# READING PASSAGE

◇ ◇ ◇ ◇ ◇ ◇ ◇

A pilot study found that a nasal spray may be a promising and quickly effective way of delivering glutathione (GSH), and of increasing GSH levels in the brain of Parkinson’s disease (PD) patients. The study, “Central nervous system uptake of intranasal glutathione in Parkinson’s disease,” was published in the journal NPJ Parkinson’s Disease.
GSH works as an antioxidant, and GSH deficiency has been reported in several central nervous system (CNS) disorders, including multiple sclerosis, Alzheimer’s, autism, and bipolar disease, as well as PD. In Parkinson’s, GSH deficiency is one of the earliest biochemical manifestations of the disease, leading to oxidative stress and nerve damage. Scientists, for this reason, think PD symptoms might be alleviated by GSH supplementation.
Oral administration of GSH is not very effective, however, because it is poorly absorbed through digestion and insufficient amounts cross the blood-brain barrier. Other approaches, such as oral GSH precursors or intravenous GSH, are promising, but they are invasive and not practical for home use. Furthermore, the inability to measure GSH levels in the CNS has markedly impaired the development of new trials focused on increasing GSH levels.
Researchers at Washington State University Health Sciences in Spokane, in collaboration with colleagues at Bastyr University Research Institute in Seattle, the Michael J. Crescenz VA Medical Center in Philadelphia, and the University of Pennsylvania School of Medicine, tested a new and noninvasive way of delivering GSH through nasal sprays, and used proton magnetic resonance spectroscopy (1H-MRS) to measure CNS uptake of GSH.

◇ ◇ ◇ ◇ ◇ ◇ ◇

# DATA PROVIDED
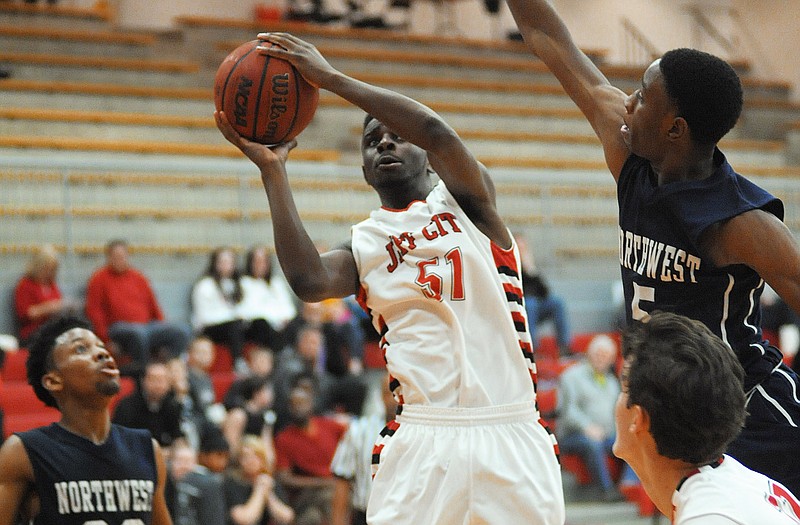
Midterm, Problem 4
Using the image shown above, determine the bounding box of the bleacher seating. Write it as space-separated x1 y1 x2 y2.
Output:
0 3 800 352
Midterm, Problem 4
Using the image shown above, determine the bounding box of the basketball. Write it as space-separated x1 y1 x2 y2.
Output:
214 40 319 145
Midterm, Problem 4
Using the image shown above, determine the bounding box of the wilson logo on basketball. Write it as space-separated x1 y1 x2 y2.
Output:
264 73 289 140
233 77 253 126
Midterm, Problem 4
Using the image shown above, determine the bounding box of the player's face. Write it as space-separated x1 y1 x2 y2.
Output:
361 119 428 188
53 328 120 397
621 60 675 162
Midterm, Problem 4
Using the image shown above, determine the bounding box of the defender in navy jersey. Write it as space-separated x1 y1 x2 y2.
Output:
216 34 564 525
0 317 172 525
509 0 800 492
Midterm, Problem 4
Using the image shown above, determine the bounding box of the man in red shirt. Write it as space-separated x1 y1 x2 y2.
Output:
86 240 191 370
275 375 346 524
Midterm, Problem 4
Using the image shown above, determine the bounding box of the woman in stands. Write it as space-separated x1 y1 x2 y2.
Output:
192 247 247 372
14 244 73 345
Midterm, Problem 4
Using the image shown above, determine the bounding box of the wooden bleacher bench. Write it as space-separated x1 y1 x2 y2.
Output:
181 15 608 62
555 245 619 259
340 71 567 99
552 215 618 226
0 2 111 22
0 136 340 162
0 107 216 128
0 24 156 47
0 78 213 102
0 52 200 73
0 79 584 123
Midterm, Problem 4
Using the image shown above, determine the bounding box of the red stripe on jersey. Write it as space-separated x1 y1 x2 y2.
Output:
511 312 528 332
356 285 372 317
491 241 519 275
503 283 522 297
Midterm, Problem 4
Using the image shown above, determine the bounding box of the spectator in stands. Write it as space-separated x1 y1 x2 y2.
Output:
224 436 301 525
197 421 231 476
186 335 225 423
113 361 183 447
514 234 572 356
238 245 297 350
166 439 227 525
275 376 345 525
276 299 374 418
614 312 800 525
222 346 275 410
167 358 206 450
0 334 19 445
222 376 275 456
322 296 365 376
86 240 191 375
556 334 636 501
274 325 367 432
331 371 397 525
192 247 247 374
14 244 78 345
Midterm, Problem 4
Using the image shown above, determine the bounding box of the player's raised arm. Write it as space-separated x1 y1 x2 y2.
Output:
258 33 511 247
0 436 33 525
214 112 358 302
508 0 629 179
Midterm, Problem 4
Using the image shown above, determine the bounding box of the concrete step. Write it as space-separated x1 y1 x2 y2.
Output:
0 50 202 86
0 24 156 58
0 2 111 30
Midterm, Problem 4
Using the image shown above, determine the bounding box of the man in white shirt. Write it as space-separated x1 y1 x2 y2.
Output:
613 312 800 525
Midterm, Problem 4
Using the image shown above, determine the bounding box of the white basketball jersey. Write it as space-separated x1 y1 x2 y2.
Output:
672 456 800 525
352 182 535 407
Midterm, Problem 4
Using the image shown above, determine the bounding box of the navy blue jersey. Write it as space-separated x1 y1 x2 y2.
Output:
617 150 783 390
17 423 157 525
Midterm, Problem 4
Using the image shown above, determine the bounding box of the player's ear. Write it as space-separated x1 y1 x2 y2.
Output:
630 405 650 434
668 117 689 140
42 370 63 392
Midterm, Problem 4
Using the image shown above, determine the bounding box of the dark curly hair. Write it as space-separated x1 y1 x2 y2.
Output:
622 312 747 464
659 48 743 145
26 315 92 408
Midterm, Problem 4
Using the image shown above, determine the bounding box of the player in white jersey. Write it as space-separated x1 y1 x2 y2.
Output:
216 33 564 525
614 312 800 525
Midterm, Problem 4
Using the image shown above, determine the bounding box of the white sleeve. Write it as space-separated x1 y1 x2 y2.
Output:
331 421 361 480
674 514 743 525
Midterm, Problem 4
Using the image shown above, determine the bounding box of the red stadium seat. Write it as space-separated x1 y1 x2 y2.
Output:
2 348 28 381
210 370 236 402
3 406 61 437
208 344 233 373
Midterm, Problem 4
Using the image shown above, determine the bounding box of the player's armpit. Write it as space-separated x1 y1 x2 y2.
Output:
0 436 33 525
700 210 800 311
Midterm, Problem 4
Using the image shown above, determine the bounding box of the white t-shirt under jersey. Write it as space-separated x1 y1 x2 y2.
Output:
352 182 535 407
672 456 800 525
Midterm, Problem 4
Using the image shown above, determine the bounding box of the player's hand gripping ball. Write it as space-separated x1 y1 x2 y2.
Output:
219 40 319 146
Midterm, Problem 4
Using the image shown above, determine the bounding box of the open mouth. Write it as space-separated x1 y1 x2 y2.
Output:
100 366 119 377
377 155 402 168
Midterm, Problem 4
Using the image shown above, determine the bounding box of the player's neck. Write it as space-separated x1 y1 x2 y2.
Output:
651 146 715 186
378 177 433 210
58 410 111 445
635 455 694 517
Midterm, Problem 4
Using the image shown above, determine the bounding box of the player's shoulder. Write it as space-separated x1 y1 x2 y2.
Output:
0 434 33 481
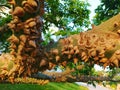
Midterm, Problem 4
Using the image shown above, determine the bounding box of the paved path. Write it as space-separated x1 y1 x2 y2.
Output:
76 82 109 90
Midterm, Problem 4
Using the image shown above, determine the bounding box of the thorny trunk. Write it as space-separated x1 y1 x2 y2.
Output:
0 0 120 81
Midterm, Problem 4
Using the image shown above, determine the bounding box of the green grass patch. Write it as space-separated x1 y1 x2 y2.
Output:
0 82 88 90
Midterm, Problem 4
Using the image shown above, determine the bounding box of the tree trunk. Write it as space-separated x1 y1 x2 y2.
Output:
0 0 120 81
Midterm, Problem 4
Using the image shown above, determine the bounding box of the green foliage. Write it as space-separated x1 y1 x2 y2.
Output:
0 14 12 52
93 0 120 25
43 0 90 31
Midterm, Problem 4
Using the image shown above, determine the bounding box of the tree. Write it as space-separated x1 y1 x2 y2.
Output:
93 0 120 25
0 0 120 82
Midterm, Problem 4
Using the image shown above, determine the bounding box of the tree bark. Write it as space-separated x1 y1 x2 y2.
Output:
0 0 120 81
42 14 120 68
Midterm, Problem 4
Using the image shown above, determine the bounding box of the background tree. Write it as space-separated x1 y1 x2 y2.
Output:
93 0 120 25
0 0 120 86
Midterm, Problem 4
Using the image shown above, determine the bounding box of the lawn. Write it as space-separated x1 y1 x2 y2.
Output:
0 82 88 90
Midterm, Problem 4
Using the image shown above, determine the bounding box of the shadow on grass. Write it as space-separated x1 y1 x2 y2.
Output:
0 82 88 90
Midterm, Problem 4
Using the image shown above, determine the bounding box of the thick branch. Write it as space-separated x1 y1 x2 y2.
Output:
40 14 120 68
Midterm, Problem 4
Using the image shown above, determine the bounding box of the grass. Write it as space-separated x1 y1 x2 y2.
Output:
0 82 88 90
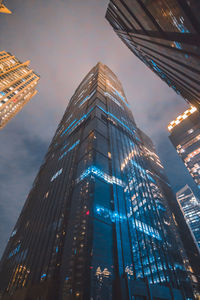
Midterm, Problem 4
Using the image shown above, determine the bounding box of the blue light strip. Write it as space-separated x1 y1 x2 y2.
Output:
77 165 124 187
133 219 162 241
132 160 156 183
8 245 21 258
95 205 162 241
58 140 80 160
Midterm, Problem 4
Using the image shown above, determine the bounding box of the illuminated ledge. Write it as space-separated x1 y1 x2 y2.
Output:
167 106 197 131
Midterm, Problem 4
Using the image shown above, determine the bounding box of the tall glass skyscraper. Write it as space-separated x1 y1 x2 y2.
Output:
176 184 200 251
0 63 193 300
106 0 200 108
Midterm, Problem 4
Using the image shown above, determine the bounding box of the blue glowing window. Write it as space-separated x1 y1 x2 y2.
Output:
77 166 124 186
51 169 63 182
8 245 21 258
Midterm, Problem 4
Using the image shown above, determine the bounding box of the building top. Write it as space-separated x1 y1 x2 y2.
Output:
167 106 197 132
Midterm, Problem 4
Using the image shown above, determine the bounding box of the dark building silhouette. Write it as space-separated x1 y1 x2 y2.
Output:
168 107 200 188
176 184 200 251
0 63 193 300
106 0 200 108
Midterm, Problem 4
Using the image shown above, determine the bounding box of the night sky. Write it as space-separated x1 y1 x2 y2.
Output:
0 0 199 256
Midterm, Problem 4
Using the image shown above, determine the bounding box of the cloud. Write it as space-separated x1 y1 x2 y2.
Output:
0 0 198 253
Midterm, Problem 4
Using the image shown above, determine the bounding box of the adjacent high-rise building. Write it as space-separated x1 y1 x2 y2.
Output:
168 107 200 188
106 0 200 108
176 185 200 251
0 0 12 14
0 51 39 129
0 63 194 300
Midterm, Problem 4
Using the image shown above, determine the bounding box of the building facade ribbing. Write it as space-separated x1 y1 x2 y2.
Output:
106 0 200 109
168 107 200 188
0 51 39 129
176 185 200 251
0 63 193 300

◇ ◇ ◇ ◇ ◇ ◇ ◇

# GOAL OF THE EXERCISE
Carry on the article about the intranasal glutathione study in Parkinson's disease from the point where it ends.

# RESULT BELOW
“The use of magnetic resonance spectroscopy to observe changes in chemical composition of the brain over time is novel, and glutathione happens to be one of the few antioxidants you can detect with this approach,” Jeannie Padowski, the study’s senior investigator, said in a news release.
The investigators examined 15 patients with mid-stage PD, who gave themselves a single dose of GSH nasal spray while inside the MRI scanner, and whose GSH levels in the CNS were measured before spray administration and over the hour that followed administration. Results showed that 45 minutes after the nasal spray was used, brain levels of GSH had increased 240 percent compared to levels prior to administration.
“Studies like this provide important information regarding how brain chemistry may change in response to disease and to therapeutic intervention,” Dr. Padowski said. “When successful, they can provide us with clues that could lead to the next treatment breakthrough.”
Researchers are now developing a longer study to evaluate the effects of GSH nasal therapy, given over three months, on PD symptoms.